→ **PROBLEMS AND TASKS**
- A) In the book review, why does the writer say they developed a sensitivity to the condition of being sensitive? Answer in one to three sentences.
- B) Answer these questions about the book review:
(i) On what date was the review posted?
(ii) How long ago did the writer develop a chronic pain condition?
(iii) According to the bracketed note, what may these reviews contain?
- C) Continue the book review of Mad in America after its last sentence.

→ **PAGE EXCERPT**
[Start of Attachment]

21 February, 2016

Retrospect—Mad in America: Bad Science, Bad Medicine, and the Enduring Mistreatment of the Mentally Ill

[Reviews from HexWhyZed are not in any way timely or culturally pertinent, just the impressions from a dimly-lit island in the distance and the flotsam jettisoned along its shores. They may also contain spoilers—you have been warned.]


It is a righteous fury I feel, and damn, it feels good.

I've always been an overtly sensitive person, emotions roiling just beneath the surface before erupting in sometimes inappropriate exhibitions of feeling. I was often chastised for this while growing up, creating a sensitivity to the condition of being sensitive. I've also had Depression for most of my life, and ten years ago I developed a chronic pain condition.

[End of Attachment]

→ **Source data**
[Start of Attachment]

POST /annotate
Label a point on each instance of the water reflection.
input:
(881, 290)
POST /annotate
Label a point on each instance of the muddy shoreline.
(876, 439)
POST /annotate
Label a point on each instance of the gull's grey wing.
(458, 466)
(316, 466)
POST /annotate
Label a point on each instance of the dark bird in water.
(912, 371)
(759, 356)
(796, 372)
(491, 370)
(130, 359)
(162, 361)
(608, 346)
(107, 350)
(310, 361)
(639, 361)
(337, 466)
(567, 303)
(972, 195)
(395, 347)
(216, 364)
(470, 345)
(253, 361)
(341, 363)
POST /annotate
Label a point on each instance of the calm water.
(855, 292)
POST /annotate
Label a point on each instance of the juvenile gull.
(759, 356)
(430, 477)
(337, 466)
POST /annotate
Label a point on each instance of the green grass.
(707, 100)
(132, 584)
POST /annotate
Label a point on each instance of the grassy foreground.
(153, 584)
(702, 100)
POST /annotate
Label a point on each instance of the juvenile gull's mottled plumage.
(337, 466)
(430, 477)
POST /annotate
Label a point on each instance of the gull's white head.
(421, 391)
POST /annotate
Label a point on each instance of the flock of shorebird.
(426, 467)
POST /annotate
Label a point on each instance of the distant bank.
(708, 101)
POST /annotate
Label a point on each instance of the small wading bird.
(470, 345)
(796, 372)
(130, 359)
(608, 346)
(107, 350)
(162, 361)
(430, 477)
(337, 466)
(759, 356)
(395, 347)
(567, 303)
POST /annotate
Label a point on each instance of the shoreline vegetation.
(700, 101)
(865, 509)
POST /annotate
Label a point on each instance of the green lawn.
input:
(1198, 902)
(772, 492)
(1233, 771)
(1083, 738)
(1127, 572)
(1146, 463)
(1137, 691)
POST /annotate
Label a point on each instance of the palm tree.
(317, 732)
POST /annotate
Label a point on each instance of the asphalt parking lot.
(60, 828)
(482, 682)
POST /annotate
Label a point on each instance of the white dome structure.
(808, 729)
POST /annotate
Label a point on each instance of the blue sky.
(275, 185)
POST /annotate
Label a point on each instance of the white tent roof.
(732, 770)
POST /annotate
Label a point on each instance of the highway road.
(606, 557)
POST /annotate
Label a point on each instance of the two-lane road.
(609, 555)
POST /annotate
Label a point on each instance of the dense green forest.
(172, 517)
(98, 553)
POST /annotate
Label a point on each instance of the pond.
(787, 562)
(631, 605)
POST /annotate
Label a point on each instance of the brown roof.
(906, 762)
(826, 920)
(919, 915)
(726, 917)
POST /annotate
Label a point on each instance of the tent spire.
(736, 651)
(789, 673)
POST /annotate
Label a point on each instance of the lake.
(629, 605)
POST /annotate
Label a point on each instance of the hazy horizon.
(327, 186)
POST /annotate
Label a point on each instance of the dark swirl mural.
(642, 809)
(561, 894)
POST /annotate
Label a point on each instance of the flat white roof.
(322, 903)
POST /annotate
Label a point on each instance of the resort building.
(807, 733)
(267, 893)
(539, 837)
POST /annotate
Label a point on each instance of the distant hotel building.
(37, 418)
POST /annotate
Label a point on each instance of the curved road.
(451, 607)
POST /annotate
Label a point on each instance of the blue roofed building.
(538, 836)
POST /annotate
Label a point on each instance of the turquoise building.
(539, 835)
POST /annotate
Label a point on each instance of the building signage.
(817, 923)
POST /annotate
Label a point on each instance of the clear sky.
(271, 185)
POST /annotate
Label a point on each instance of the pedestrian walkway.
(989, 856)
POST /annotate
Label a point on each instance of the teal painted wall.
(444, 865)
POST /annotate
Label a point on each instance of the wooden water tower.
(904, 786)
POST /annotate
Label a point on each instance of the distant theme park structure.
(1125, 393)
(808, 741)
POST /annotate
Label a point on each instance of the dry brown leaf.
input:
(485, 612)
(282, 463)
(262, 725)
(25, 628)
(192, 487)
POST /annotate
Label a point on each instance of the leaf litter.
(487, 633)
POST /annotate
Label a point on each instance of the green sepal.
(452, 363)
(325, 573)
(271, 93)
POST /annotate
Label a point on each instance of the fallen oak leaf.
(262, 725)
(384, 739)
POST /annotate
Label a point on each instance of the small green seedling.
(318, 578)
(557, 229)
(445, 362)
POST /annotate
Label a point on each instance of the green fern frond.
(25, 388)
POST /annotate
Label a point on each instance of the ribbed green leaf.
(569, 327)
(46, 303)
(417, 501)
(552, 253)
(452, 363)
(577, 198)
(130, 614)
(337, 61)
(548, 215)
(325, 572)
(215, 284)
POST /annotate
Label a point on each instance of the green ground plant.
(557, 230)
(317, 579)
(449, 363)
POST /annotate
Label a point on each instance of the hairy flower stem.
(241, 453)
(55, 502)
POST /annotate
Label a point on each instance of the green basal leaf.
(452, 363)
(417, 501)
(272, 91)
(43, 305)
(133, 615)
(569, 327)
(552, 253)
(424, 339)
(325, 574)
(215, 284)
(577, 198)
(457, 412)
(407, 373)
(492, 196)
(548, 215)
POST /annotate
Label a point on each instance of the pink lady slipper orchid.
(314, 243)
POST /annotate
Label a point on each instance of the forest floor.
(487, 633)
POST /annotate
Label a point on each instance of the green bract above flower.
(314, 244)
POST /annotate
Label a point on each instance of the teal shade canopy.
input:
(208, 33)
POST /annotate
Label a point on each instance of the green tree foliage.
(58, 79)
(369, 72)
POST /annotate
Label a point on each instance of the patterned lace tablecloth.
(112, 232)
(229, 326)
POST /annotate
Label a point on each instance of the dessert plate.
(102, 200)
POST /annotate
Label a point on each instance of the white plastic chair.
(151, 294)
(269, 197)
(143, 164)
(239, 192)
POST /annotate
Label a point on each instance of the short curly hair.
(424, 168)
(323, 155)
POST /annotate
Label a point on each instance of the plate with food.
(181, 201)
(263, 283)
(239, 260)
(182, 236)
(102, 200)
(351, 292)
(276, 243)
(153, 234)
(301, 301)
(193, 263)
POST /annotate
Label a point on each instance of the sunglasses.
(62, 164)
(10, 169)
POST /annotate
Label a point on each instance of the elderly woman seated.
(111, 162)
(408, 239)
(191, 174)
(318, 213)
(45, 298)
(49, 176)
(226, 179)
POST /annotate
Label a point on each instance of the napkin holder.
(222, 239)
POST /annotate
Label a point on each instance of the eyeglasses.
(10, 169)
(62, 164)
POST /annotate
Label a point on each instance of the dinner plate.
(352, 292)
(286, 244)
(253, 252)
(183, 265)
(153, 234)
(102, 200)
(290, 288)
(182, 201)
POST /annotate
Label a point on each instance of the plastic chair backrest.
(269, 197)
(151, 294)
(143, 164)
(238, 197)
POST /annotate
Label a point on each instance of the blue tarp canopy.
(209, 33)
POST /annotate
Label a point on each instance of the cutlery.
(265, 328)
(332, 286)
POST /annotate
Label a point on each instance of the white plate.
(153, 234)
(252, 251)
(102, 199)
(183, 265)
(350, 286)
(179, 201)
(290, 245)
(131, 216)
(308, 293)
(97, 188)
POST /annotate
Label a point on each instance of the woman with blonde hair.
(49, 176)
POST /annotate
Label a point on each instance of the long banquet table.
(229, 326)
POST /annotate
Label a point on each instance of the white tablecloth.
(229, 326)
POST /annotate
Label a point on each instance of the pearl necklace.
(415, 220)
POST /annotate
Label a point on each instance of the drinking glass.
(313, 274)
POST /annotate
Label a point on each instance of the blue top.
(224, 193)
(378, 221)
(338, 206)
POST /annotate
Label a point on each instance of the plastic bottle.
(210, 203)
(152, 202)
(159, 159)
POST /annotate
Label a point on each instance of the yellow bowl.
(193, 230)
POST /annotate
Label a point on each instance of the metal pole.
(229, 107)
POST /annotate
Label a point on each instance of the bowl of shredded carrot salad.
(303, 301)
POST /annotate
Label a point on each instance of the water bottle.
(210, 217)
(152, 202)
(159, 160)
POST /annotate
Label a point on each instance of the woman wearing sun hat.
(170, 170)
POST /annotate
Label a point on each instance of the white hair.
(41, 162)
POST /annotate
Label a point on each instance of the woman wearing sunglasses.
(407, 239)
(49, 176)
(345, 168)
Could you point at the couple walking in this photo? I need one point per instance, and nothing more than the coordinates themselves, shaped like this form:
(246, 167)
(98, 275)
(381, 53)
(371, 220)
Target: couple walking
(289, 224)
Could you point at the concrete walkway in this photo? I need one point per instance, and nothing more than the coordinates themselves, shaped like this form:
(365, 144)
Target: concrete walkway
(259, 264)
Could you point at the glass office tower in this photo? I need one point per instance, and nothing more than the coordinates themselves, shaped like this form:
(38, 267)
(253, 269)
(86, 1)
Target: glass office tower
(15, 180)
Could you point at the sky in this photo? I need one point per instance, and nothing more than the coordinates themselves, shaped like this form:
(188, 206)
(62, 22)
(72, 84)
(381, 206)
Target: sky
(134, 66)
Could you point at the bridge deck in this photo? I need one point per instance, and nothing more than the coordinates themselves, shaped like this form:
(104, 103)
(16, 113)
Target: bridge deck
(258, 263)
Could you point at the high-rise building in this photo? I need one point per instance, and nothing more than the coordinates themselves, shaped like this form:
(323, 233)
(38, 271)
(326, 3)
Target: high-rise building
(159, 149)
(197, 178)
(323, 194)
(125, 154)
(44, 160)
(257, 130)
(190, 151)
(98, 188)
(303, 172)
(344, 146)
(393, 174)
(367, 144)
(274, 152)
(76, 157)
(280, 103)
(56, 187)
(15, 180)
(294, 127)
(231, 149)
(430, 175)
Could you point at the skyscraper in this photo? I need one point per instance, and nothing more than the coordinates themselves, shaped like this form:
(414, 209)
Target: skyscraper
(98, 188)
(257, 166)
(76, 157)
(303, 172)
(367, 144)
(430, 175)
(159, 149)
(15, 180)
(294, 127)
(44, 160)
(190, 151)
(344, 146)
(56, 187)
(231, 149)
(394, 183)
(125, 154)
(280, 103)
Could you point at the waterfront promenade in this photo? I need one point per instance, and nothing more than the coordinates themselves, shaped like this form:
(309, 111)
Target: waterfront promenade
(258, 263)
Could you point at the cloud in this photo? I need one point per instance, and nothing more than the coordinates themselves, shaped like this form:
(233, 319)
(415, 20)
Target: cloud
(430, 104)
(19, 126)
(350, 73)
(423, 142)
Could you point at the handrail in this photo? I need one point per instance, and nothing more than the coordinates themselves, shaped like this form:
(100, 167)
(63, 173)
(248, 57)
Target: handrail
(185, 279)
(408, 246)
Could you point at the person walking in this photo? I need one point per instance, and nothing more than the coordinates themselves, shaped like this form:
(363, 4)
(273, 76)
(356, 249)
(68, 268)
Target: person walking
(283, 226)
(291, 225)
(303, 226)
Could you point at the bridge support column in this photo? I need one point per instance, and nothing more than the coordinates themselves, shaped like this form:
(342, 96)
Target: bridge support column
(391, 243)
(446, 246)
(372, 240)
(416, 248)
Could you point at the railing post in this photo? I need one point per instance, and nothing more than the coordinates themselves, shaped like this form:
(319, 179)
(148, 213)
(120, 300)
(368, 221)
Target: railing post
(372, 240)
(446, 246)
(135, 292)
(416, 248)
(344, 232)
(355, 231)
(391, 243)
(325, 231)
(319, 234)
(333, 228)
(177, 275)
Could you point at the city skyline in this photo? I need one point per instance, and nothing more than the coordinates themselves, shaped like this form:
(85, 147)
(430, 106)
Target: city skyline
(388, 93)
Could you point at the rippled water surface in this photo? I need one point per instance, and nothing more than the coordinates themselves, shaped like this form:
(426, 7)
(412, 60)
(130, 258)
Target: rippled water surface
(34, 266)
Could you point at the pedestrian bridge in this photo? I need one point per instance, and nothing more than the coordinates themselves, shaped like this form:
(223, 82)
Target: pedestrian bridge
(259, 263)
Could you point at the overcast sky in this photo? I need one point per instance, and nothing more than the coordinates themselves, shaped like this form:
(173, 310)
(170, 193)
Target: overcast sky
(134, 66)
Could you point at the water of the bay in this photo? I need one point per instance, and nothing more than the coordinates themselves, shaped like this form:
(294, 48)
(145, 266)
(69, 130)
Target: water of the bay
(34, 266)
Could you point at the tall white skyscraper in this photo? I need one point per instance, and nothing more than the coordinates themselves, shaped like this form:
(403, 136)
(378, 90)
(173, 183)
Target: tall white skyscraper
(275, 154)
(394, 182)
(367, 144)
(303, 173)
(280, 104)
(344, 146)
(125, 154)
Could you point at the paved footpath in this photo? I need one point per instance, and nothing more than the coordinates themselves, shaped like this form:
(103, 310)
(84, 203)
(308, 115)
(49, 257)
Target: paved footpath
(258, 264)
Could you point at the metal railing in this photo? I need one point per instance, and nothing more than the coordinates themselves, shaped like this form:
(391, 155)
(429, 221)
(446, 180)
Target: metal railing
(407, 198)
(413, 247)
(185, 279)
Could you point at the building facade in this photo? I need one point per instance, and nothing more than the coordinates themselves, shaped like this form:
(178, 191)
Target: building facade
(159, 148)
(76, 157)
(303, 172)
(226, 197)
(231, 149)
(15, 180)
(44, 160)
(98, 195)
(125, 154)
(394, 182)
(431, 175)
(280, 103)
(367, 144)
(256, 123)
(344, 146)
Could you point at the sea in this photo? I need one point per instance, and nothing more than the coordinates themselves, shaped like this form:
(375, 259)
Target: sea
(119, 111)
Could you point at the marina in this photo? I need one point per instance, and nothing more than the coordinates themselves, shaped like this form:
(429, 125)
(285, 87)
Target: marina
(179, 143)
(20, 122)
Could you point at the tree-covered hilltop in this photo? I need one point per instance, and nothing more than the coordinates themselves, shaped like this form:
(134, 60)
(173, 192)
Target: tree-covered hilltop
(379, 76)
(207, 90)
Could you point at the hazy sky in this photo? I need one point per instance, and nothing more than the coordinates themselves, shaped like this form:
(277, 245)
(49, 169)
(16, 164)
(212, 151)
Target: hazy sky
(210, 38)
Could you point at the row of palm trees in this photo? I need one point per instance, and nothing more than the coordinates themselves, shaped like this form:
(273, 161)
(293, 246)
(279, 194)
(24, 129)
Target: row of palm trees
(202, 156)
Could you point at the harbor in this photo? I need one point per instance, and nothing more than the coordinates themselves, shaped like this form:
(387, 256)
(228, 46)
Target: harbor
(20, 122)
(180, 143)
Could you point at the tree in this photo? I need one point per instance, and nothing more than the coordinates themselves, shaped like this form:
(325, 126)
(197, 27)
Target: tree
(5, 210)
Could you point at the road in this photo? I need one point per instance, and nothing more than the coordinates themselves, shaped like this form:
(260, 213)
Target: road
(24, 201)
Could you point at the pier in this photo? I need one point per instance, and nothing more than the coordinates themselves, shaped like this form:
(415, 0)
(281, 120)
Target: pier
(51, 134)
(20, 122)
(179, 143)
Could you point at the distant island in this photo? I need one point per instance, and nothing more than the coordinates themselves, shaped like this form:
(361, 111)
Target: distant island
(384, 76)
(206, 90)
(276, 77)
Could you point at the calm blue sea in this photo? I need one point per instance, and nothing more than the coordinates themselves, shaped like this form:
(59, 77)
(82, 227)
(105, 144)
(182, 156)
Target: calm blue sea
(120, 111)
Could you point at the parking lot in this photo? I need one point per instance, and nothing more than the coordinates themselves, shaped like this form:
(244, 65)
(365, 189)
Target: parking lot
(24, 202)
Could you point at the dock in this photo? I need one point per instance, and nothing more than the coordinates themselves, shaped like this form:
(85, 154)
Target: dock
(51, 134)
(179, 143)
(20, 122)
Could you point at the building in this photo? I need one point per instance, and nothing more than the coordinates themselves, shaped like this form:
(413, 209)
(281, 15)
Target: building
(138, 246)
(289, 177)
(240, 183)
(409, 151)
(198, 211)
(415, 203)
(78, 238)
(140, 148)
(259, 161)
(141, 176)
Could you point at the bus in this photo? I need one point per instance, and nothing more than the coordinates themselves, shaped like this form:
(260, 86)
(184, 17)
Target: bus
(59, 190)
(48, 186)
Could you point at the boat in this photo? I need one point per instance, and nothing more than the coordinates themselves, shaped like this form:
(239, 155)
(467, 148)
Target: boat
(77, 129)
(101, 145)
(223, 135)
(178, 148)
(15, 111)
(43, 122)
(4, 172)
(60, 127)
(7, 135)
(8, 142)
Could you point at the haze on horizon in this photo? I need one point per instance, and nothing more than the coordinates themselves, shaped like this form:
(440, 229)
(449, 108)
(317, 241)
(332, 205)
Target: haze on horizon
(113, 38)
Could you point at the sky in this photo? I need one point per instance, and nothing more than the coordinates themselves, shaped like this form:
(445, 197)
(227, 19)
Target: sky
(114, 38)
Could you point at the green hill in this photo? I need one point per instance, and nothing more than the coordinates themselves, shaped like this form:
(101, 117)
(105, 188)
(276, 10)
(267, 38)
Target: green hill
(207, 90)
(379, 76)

[End of Attachment]

→ **EXPECTED RESULTS**
- A) The writer was often chastised while growing up for sudden, sometimes inappropriate displays of feeling. Those reprimands made them sensitive about being sensitive.

- B)
(i) 21 February, 2016
(ii) Ten years ago
(iii) Spoilers

- C)
Invisible illness is inherently difficult to empathize with; humans believe what they can see, with the exception of old men in clouds and miracles burned on toast. Hearing voices? "Just ignore them!" Depressed? "Just decide to feel better!" In pain all the time? "Surely you're exaggerating." This is likely in defense of the fear each of us has of losing control—of our thoughts, our feelings, our very bodies.

While this fear may rationalize the segregation, imprisonment, and torture of the mentally ill throughout history, it does not excise the responsibility we bear regarding such treatment, especially its present persistence for profit. The origins, evolution, and current practices of "mad medicine" are the unsettling subjects in Robert Whitaker's Mad in America: Bad Science, Bad Medicine, and the Enduring Mistreatment of the Mentally Ill.